• Dataset content

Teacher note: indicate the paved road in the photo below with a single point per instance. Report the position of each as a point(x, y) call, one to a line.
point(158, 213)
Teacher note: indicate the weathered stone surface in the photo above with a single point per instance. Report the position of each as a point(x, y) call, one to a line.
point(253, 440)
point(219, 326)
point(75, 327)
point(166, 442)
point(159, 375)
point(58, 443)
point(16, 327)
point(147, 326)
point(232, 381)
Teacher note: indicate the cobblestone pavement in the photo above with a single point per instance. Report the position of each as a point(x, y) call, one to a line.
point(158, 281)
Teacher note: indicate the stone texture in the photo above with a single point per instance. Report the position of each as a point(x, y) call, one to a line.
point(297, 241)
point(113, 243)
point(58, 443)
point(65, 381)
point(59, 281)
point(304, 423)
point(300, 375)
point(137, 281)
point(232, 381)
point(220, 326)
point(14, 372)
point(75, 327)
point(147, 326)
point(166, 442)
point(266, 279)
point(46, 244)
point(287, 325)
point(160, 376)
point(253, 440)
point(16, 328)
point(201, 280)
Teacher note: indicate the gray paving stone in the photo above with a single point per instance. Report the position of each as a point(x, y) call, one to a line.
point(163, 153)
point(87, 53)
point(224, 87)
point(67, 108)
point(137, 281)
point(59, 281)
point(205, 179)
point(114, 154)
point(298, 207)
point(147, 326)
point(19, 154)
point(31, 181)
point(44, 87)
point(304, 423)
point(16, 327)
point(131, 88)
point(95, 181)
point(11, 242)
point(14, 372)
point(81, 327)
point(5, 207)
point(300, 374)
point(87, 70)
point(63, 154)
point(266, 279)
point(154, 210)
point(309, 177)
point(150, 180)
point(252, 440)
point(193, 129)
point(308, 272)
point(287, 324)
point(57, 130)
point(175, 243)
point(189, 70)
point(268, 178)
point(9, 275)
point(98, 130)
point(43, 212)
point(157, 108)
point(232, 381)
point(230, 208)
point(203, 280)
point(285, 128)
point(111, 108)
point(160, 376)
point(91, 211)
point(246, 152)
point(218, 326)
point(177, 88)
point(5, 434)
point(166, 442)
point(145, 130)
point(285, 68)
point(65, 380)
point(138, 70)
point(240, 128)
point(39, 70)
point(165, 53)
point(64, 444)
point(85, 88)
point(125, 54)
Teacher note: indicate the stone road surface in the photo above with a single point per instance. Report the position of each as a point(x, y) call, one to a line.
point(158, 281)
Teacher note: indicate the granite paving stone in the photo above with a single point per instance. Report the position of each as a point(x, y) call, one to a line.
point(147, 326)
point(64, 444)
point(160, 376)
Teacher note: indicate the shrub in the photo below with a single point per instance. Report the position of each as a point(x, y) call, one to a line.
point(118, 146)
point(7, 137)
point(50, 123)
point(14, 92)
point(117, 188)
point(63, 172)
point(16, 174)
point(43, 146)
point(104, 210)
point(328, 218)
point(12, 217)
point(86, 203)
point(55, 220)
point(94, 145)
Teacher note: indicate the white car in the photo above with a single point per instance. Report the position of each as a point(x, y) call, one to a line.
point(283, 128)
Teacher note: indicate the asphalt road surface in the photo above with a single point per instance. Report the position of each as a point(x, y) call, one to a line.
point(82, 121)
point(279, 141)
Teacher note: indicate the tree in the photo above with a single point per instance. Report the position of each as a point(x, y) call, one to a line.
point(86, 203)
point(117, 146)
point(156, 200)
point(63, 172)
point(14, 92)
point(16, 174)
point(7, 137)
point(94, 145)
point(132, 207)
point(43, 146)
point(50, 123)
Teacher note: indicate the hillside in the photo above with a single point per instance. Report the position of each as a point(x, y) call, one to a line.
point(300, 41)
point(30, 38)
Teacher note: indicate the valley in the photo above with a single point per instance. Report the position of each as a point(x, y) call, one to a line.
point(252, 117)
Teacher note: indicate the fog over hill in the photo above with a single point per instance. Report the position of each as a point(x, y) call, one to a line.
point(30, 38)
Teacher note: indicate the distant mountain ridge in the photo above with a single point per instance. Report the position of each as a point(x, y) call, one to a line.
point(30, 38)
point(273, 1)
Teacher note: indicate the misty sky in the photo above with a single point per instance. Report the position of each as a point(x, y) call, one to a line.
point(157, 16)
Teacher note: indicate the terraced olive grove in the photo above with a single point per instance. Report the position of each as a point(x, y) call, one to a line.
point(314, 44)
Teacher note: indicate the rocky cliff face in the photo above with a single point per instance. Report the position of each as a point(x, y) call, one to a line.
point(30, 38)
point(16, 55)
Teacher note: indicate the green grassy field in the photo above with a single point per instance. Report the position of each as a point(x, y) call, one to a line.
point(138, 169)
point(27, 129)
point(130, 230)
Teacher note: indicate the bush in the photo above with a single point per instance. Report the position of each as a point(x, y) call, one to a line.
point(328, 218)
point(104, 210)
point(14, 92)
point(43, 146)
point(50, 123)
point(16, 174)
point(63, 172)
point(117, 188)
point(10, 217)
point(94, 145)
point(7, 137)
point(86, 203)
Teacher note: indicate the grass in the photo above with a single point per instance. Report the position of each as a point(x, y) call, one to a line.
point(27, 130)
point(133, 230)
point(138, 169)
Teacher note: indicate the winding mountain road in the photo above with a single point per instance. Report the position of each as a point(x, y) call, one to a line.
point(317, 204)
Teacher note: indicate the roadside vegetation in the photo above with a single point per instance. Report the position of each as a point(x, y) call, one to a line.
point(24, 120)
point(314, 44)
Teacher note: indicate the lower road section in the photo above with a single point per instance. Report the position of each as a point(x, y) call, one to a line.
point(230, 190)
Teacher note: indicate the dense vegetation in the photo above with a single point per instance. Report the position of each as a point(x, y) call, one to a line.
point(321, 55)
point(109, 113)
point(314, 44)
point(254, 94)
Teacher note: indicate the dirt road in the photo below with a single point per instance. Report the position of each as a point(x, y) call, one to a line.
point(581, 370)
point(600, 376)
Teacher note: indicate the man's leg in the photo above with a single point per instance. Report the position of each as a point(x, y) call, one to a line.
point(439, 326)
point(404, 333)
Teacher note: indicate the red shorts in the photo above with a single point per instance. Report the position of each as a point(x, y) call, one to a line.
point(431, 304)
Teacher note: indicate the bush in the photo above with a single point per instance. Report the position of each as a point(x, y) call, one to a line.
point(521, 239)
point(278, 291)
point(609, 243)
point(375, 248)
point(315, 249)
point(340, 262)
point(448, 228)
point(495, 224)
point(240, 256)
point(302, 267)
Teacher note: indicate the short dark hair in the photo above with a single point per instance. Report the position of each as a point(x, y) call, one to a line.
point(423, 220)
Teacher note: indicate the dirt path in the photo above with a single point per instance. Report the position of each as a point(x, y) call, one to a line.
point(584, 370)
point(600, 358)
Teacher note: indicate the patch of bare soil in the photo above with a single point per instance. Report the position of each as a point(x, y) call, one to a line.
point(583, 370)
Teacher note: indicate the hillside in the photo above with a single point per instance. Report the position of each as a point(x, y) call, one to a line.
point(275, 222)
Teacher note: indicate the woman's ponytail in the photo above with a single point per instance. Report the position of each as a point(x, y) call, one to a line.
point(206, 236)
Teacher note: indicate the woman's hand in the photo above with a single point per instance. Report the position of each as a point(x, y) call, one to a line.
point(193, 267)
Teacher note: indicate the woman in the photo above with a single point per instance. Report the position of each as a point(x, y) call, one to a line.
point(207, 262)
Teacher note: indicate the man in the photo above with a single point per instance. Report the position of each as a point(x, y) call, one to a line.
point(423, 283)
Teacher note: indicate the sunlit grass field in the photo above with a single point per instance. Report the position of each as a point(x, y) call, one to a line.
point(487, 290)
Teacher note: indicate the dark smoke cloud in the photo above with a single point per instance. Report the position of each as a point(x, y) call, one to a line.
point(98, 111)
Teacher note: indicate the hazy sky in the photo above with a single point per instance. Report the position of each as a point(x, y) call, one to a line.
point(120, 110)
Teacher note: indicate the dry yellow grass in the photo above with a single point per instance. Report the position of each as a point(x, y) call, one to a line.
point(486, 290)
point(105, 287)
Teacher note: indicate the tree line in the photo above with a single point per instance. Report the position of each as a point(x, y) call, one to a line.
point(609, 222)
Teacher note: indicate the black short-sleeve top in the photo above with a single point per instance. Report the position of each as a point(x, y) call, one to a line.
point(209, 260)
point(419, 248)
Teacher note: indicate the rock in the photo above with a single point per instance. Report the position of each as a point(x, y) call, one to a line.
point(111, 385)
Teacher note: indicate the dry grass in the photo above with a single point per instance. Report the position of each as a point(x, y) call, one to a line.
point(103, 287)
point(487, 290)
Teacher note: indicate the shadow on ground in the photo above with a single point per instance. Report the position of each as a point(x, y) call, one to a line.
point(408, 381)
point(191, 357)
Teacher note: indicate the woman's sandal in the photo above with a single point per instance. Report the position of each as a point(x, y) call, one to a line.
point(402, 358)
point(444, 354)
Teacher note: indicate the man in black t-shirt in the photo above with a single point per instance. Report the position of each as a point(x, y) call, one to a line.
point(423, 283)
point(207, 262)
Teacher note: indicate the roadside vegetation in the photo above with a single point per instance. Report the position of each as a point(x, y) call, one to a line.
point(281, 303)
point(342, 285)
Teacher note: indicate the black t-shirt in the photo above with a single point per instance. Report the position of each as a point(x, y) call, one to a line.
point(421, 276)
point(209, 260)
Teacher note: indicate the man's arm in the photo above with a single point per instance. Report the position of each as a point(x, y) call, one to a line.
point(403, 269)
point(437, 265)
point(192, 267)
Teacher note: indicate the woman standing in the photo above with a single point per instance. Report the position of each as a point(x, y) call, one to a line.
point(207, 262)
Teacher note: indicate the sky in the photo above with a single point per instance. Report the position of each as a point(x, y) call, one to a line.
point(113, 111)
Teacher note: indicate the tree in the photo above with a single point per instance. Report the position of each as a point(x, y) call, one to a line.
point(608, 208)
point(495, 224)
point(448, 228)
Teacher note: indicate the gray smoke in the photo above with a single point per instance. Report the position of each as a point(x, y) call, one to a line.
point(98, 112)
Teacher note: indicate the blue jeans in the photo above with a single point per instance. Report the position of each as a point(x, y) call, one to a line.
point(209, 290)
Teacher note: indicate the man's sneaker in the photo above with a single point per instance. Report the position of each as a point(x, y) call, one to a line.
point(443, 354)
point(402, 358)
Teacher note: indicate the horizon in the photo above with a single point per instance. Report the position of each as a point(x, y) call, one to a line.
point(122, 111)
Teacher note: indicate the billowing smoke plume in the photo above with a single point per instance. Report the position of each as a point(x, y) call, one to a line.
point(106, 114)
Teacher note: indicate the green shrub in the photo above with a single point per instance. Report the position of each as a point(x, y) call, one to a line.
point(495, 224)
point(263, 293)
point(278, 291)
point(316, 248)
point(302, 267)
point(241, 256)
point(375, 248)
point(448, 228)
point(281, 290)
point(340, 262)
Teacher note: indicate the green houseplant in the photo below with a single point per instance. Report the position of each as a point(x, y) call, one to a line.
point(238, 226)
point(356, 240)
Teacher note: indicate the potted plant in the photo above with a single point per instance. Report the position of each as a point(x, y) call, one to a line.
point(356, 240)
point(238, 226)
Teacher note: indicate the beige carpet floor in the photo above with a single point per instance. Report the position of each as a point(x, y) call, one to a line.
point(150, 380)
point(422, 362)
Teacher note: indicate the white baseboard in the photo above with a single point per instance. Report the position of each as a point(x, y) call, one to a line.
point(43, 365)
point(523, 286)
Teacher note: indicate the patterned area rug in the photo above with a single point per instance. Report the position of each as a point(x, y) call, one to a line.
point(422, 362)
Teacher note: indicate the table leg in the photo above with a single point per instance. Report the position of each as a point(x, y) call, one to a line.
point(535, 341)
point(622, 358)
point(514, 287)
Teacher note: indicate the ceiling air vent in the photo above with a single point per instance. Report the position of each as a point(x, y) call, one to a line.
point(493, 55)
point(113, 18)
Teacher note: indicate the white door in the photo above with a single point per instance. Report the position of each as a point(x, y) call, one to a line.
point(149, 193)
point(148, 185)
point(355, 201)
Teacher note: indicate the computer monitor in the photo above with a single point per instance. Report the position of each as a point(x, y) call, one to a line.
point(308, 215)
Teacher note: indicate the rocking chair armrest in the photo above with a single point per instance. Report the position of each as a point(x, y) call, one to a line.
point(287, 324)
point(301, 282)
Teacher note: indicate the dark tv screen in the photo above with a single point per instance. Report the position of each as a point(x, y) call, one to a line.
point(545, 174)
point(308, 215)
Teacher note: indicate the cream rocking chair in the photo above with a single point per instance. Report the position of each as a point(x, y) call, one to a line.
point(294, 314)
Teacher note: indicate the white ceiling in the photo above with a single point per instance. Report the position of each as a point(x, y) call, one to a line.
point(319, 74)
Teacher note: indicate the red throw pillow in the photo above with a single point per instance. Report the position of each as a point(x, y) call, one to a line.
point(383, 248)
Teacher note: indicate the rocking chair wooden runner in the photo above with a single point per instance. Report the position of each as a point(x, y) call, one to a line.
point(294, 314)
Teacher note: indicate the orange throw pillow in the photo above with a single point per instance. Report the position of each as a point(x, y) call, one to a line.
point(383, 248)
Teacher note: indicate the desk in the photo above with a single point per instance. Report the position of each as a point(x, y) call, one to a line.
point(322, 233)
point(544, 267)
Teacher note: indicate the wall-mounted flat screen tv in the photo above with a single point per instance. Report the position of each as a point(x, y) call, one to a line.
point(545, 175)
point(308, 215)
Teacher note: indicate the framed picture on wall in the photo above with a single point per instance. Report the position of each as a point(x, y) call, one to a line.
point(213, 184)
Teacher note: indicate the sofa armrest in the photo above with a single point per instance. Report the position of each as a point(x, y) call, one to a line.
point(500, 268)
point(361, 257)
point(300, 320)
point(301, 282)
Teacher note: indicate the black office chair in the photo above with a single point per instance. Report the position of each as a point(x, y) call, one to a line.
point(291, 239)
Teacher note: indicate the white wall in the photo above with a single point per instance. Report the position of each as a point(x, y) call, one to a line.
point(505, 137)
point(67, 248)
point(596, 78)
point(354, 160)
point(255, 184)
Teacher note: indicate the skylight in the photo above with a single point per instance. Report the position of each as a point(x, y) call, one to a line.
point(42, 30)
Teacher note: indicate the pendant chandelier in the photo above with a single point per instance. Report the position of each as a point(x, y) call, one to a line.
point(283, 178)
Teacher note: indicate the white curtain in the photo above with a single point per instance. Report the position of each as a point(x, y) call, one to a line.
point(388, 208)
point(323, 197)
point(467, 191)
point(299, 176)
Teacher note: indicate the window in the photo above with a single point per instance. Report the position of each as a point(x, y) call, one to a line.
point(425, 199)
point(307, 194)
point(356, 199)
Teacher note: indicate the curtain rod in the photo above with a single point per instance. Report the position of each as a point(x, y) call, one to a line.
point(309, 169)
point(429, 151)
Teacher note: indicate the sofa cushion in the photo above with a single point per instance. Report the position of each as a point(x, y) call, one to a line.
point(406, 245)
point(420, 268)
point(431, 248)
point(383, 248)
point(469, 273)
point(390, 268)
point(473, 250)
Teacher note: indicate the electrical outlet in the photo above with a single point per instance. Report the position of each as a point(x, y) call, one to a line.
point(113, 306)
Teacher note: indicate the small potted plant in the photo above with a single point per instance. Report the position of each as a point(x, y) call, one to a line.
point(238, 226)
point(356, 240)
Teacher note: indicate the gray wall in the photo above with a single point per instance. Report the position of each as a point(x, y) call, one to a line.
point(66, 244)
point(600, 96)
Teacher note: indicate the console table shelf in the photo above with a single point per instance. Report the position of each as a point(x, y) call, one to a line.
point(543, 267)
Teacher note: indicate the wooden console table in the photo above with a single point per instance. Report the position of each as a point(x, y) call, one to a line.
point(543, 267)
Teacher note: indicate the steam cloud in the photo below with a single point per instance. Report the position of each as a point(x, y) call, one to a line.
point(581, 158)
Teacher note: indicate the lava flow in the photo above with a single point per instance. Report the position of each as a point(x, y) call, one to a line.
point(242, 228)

• Short exercise
Could you express the lines between the one holding "Teacher note: indicate the black short-sleeve" and the one holding "point(444, 354)", inclusive, as a JSON list of strings, with one string per line and blank lines left out?

• The solution
[
  "Teacher note: indicate the black short-sleeve top in the photo above with a single point per instance. Report the position of each as a point(x, y) call, one to a line.",
  "point(209, 260)",
  "point(419, 248)",
  "Teacher note: indicate the rock in the photo above with a single point per instance. Report the position of each as a point(x, y) call, one to a line.",
  "point(111, 385)",
  "Teacher note: indicate the dry grass in the photo above with a single point per instance. Report the position of each as a point(x, y) call, one to a line.",
  "point(103, 287)",
  "point(487, 290)",
  "Teacher note: indicate the shadow on ground in the photo above with a single point per instance. Report the position of each as a point(x, y) call, one to a line.",
  "point(408, 381)",
  "point(191, 357)",
  "Teacher note: indicate the woman's sandal in the photo above with a single point per instance. Report the position of each as a point(x, y) call, one to a line.",
  "point(402, 358)",
  "point(444, 354)"
]